** begin **
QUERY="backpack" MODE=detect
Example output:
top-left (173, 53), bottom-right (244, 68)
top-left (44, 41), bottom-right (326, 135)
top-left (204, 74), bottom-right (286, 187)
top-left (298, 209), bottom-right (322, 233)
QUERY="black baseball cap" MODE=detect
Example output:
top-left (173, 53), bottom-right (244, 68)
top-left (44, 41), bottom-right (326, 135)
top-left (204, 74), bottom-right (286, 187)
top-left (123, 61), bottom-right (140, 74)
** end **
▸ **WORK TO BE COMPLETED**: Put the material above into a two-column CSV with the header label_request,boxes. Give one row per request, with the request text and its answer each in a single quoted field and any line breaks replaced by spaces.

▸ **TASK ANSWER**:
label_request,boxes
"QUERY=""backpack"" MODE=detect Example output: top-left (173, 53), bottom-right (244, 68) top-left (44, 41), bottom-right (326, 135) top-left (204, 74), bottom-right (286, 187)","top-left (298, 209), bottom-right (322, 233)"
"QUERY=""black baseball cap"" MODE=detect Example output: top-left (173, 53), bottom-right (244, 68) top-left (44, 41), bottom-right (326, 135) top-left (204, 74), bottom-right (286, 187)","top-left (123, 61), bottom-right (140, 74)"